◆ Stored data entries
=====
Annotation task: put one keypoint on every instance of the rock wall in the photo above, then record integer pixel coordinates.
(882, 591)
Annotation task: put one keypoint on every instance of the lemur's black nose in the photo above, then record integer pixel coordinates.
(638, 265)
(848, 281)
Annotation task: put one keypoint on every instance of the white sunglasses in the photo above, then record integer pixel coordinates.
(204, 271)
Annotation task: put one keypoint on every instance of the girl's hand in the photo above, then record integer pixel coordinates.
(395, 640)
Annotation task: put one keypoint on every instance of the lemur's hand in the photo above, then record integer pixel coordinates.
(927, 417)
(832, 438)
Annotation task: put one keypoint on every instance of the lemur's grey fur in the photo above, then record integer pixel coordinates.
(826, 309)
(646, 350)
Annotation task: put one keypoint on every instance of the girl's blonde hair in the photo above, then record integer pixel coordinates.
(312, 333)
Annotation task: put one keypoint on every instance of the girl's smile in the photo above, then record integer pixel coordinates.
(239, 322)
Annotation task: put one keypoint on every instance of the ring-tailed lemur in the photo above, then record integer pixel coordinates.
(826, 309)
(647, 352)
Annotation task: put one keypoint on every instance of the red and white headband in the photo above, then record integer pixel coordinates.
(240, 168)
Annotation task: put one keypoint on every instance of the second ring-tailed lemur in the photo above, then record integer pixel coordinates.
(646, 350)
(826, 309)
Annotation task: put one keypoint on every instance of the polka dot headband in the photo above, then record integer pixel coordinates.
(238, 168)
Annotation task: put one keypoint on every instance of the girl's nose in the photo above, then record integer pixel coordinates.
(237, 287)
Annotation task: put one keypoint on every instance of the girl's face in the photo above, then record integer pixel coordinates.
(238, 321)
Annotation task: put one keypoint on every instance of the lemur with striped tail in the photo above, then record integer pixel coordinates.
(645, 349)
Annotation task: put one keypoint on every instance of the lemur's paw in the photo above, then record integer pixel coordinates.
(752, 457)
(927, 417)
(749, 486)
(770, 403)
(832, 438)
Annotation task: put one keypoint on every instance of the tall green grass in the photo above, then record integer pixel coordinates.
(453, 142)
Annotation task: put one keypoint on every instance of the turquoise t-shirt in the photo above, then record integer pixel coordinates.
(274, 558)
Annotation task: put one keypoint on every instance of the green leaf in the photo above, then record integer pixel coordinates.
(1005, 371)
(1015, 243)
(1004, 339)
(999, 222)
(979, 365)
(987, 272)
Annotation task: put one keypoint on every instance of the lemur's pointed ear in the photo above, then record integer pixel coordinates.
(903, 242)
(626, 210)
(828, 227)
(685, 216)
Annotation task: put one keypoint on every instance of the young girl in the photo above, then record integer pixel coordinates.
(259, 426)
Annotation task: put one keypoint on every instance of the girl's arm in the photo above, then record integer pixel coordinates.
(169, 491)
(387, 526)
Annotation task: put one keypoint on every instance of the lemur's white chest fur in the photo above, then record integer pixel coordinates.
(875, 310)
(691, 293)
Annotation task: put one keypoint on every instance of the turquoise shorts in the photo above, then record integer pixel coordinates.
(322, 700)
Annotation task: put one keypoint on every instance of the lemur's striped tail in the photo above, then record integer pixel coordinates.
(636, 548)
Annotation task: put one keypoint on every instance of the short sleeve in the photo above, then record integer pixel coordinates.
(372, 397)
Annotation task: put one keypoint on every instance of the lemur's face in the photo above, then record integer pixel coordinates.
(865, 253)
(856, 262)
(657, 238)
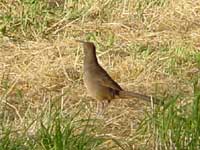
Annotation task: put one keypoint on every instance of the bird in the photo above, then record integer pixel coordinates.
(99, 84)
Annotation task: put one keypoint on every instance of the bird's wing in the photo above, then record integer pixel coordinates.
(105, 80)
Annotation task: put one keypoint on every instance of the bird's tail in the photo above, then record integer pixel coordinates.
(130, 94)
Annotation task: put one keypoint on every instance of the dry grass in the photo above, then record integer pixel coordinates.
(147, 46)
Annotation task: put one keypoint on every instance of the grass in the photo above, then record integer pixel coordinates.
(148, 46)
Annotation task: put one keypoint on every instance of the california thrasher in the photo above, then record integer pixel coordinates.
(99, 84)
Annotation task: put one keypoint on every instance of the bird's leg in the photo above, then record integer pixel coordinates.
(101, 106)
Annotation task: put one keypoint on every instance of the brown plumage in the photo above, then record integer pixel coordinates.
(98, 82)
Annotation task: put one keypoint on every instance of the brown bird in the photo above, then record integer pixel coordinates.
(99, 84)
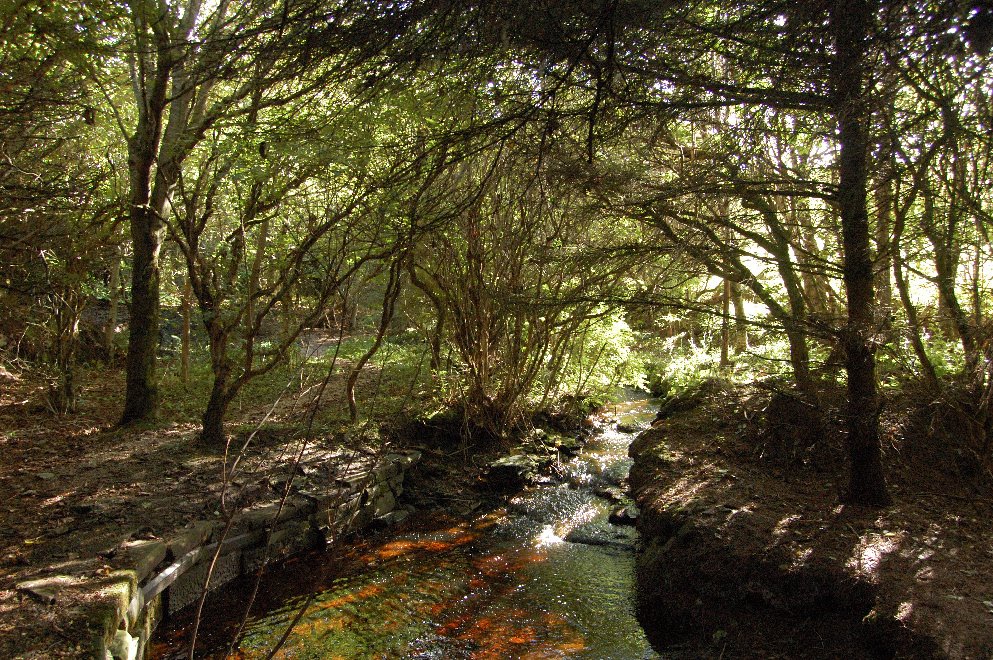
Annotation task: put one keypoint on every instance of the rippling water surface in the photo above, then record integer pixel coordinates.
(548, 577)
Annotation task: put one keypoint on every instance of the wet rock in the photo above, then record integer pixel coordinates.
(611, 493)
(393, 517)
(511, 472)
(625, 515)
(601, 536)
(123, 646)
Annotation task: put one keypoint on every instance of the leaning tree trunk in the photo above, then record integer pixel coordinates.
(849, 21)
(221, 395)
(147, 228)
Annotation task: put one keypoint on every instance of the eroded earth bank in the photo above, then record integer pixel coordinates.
(748, 553)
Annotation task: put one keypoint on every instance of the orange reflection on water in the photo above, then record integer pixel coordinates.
(401, 547)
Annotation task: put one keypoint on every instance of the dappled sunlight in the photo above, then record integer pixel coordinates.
(870, 551)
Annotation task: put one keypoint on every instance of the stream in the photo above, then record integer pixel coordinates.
(545, 577)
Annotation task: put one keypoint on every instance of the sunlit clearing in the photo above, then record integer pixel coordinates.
(547, 537)
(870, 552)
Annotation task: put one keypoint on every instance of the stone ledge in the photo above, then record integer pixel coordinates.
(159, 577)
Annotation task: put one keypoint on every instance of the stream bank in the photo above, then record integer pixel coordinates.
(747, 553)
(544, 573)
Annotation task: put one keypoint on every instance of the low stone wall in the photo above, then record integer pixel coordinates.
(163, 576)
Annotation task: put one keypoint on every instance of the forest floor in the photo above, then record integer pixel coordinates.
(753, 555)
(75, 489)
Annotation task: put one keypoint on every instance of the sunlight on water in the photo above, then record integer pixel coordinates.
(548, 537)
(549, 577)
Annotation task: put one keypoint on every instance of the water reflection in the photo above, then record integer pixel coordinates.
(549, 577)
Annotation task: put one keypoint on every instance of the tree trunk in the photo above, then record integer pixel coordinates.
(850, 20)
(740, 319)
(142, 396)
(115, 296)
(184, 358)
(725, 323)
(212, 433)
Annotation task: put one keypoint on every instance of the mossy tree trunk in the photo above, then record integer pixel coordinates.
(850, 21)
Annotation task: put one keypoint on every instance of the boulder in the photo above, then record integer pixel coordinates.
(510, 472)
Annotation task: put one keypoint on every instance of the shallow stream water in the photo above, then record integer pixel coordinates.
(546, 577)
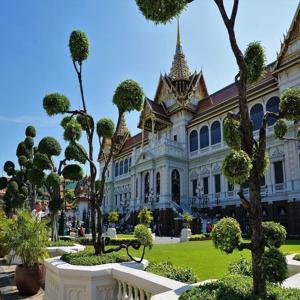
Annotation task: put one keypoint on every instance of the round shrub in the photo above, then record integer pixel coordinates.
(56, 104)
(105, 128)
(274, 265)
(73, 153)
(128, 96)
(161, 11)
(274, 233)
(20, 175)
(41, 161)
(36, 176)
(227, 235)
(9, 168)
(72, 131)
(289, 105)
(79, 46)
(29, 164)
(50, 146)
(231, 132)
(280, 128)
(84, 121)
(143, 235)
(241, 267)
(255, 59)
(13, 187)
(73, 172)
(3, 183)
(30, 131)
(237, 166)
(22, 160)
(97, 184)
(113, 217)
(145, 216)
(23, 150)
(64, 122)
(24, 190)
(55, 205)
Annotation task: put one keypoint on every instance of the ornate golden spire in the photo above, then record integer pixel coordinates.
(179, 69)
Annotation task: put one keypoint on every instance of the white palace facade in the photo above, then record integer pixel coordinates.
(174, 164)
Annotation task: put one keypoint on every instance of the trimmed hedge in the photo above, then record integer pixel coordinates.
(199, 237)
(297, 257)
(237, 287)
(61, 243)
(88, 258)
(166, 269)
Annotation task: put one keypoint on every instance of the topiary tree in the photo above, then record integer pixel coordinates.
(45, 173)
(187, 219)
(113, 217)
(20, 193)
(227, 236)
(127, 97)
(238, 128)
(145, 216)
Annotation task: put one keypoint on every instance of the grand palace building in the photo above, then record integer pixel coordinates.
(174, 164)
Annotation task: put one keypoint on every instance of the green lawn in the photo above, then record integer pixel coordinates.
(206, 261)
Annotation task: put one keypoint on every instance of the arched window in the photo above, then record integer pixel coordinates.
(176, 186)
(272, 106)
(204, 138)
(157, 186)
(147, 188)
(126, 166)
(116, 169)
(215, 133)
(121, 167)
(193, 140)
(256, 116)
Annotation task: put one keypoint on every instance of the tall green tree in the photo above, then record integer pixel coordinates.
(248, 156)
(46, 174)
(20, 192)
(128, 96)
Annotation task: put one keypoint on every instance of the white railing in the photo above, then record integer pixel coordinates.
(105, 282)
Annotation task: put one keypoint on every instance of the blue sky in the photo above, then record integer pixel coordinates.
(35, 58)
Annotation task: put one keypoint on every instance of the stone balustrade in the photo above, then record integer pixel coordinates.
(106, 282)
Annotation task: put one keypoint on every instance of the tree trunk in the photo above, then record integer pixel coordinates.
(54, 227)
(247, 144)
(257, 238)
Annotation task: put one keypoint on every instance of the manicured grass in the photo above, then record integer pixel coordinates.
(206, 261)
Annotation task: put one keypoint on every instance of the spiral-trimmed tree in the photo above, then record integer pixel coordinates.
(127, 97)
(45, 173)
(20, 192)
(238, 129)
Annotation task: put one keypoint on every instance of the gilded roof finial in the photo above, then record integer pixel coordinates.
(178, 33)
(179, 69)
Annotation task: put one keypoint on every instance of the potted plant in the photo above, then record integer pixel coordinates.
(113, 218)
(26, 237)
(186, 231)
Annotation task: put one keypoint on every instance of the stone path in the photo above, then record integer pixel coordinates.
(8, 290)
(166, 240)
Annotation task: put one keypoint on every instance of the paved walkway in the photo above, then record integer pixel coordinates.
(8, 290)
(166, 240)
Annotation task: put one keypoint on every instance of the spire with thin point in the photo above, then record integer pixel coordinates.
(179, 69)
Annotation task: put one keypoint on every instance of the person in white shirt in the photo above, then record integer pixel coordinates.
(38, 213)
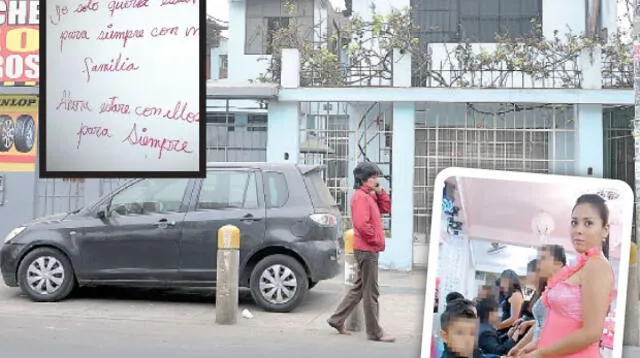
=====
◆ Your assignment
An acceptable answer consists of the lines above from the one holding "of the spiral-trimmed" to the end of the data, repeated exactly and containing no pictures.

◆ Solution
Annotation task: put one keypoint on every instance of the spiral-trimmed tree in the photo above, then record integer pixel coordinates.
(127, 97)
(45, 173)
(20, 192)
(238, 129)
Annotation task: put one keypoint on every instance of the gilded roof finial in the photo above, then record integer pixel coordinates.
(178, 33)
(179, 69)
Annotation task: put one keypoint on every instance of the potted plant in the photo above, then record integer pixel coordinates.
(113, 218)
(26, 237)
(186, 231)
Annotation task: put one keypoint on every instance of the stone path in the photo above, then record integer pixel coordinates.
(8, 290)
(166, 240)
Annotation task: put one keypoint on every instance of the paved walkway in the photo above, then record integer pixel coordinates.
(8, 290)
(166, 240)
Annotation task: put one keypoint on every instance of the spire with thin point in the photo above, then record integer pixel coordinates.
(179, 69)
Annotation task: put one keypoint on every instance of the person in white shirt in the photo above, then record integer pixel coordinates.
(38, 213)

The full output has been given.